Material provided:
-- -- --

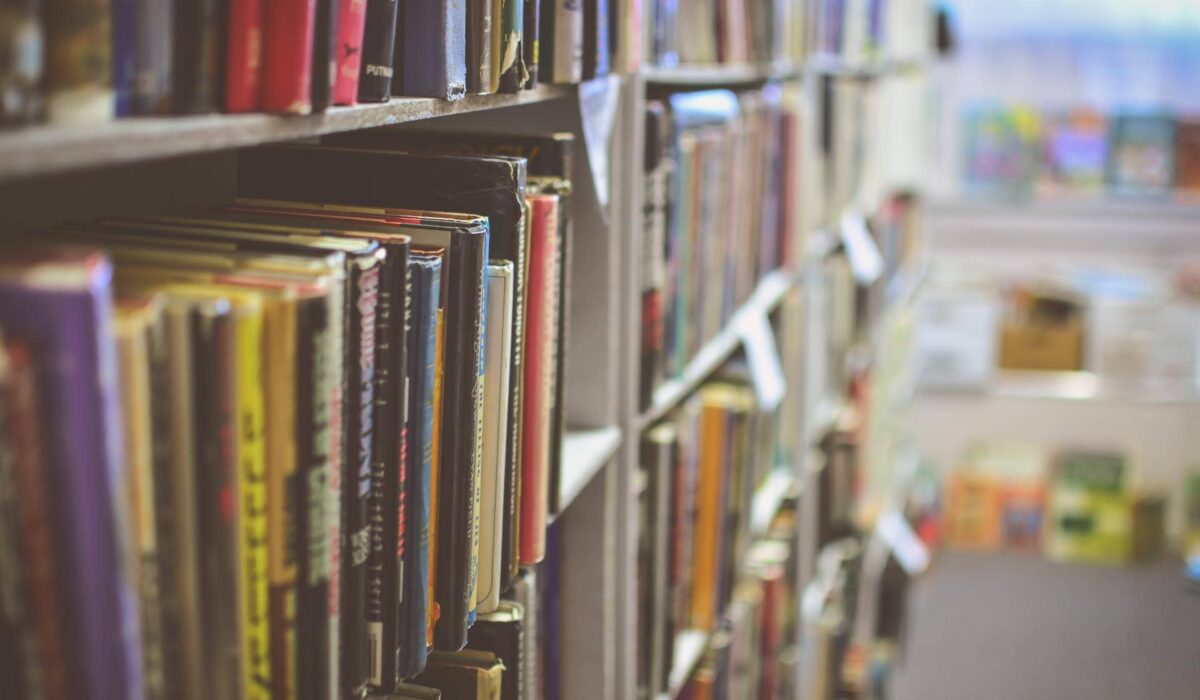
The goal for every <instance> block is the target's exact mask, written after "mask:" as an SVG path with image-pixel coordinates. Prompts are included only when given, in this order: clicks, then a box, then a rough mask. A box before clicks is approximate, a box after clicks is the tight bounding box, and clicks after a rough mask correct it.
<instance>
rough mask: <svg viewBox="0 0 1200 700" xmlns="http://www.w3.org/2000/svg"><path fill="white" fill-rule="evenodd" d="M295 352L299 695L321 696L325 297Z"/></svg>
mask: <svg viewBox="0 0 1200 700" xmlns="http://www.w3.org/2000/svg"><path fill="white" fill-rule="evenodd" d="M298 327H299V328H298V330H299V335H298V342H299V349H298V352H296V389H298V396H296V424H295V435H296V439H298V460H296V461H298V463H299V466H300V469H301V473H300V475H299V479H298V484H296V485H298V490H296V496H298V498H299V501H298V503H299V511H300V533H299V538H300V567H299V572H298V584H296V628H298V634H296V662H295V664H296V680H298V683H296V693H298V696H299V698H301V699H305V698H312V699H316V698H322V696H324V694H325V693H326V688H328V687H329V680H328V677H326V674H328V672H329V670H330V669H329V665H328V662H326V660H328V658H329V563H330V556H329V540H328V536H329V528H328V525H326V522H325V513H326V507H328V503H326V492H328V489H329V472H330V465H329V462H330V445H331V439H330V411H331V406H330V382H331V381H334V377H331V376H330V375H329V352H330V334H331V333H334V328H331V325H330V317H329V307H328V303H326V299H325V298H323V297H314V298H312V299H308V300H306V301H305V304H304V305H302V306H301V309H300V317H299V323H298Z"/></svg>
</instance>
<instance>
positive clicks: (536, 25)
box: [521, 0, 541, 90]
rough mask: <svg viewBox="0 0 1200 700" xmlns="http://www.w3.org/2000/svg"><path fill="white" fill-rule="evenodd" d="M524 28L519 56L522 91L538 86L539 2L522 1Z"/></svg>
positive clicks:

-- -- --

Task prompt:
Reply with the lines from the one that contains "positive clicks: (536, 25)" through the last line of the material above, copied exactly and nothing else.

Response to this task:
positive clicks: (536, 25)
box: [521, 0, 541, 90]
rough mask: <svg viewBox="0 0 1200 700" xmlns="http://www.w3.org/2000/svg"><path fill="white" fill-rule="evenodd" d="M524 28L519 56L522 91L538 86L539 2L522 1Z"/></svg>
positive clicks:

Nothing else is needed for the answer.